Coordinate annotation records:
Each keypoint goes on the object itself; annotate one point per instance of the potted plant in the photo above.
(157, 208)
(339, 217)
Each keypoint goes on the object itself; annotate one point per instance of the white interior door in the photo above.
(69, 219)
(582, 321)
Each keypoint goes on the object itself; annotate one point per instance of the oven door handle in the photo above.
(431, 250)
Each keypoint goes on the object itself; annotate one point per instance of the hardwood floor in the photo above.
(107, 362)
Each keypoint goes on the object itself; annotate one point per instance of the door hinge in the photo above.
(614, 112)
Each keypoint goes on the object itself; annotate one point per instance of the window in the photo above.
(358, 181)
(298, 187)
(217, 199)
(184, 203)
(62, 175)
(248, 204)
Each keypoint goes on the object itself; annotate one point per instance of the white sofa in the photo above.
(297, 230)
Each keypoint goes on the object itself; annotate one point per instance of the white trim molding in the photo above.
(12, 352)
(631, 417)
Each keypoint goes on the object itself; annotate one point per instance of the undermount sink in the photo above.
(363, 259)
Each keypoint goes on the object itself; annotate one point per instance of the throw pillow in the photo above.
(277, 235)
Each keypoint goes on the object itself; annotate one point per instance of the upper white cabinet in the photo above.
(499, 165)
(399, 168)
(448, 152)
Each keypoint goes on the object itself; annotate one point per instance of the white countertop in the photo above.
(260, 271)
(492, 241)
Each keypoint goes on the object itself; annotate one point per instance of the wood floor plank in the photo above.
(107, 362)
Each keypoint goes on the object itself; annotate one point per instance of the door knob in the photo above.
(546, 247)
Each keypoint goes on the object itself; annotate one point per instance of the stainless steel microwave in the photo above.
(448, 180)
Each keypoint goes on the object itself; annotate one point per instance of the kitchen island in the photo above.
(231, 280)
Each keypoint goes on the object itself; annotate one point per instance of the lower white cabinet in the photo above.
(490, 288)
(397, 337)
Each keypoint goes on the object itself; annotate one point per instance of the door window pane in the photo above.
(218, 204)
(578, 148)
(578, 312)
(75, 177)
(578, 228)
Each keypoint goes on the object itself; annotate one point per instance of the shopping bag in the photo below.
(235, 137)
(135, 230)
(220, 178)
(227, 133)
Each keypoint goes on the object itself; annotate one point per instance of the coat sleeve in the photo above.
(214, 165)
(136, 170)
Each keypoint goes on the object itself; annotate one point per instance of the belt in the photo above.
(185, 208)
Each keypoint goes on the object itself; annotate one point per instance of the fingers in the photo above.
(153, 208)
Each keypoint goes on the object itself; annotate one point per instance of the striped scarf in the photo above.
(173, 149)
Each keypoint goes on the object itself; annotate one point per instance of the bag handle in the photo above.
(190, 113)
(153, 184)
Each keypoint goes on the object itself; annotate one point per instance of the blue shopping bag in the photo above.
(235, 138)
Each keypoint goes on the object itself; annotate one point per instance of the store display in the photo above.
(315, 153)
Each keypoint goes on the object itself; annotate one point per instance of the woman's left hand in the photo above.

§ **TASK DETAILS**
Retype every line of the material above, reproducing each one without any change.

§ **THE SOLUTION**
Each keypoint goes on the object itself; annotate one point per instance of the potted plant in the photo above.
(157, 208)
(339, 217)
Each keypoint goes on the object itself; annotate one point per instance of the white interior door in the photo above.
(69, 219)
(582, 321)
Each keypoint goes on the object itself; annotate one point per instance of the oven door handle in the photo above.
(431, 250)
Each keypoint goes on the object itself; annotate one point per instance of the hardwood floor in the photo above.
(107, 362)
Each keypoint goes on the object itself; annotate one point per instance of the door hinge in the photo above.
(614, 112)
Each keypoint goes on the object itself; annotate one point per instance of the window in the photo above.
(358, 181)
(298, 187)
(217, 199)
(184, 203)
(62, 175)
(248, 204)
Each keypoint goes on the object itself; annotate one point per instance of the white sofa in the photo above.
(297, 230)
Each keypoint goes on the object itself; annotate one point per instance of the white trim molding in the photo above.
(12, 352)
(631, 417)
Each keypoint goes on the object itself; annotate one point per instance of the undermount sink in the photo above.
(363, 259)
Each keypoint goes on the object itself; annotate one point per instance of the throw pillow in the photo above.
(277, 235)
Each keypoint goes on the object itself; annotate one point per instance of the upper white cabinet in the photo above.
(499, 165)
(399, 168)
(448, 152)
Each keypoint goes on the object itself; annotate one point per instance of the white countertop in the photo above.
(260, 271)
(492, 241)
Each keypoint goes on the object itself; annotate one point per instance of the wood floor plank in the photo above.
(107, 362)
Each keypoint goes on the object itself; annotate one point per instance of the door knob in the photo above.
(546, 247)
Each keypoint goes on the object itself; annotate one point per instance of the stainless steel microwave in the photo above.
(448, 180)
Each keypoint goes on the object itself; annotate one point per instance of the kitchen island in the photo above.
(231, 280)
Each keypoint goes on the object itself; annotate one point per instance of the lower white cabinet in the photo above.
(490, 288)
(397, 337)
Each keypoint goes on the object itself; annotate one point per instance of the door window pane in the photo above.
(218, 204)
(578, 148)
(578, 312)
(75, 177)
(578, 228)
Each keypoint goes on the object itself; annotate one point per instance of the shopping bag in the photo below.
(235, 137)
(135, 230)
(220, 178)
(227, 133)
Each keypoint goes on the object itself; annotate one point per instance of the coat sleeve in the photo above.
(214, 165)
(136, 170)
Each keypoint goes on the object itself; annotate one point per instance of the belt in the photo above.
(185, 208)
Each keypoint goes on the object itself; annotate one point per instance of the fingers in the photo above.
(153, 208)
Each keypoint goes on the object itself; annotate one point per instance of the striped scarf in the photo above.
(173, 149)
Each keypoint goes on the object itself; annotate one point per instance of the bag handle in the photo above.
(190, 113)
(153, 184)
Each keypoint goes on the object itself; annotate one point per instance of the blue shopping bag in the photo above.
(235, 138)
Each keypoint goes on the object itself; annotate one point per instance of the store display in the photo above.
(315, 153)
Each keypoint goes on the object itself; annotate one point per instance of the woman's left hand in the photo above.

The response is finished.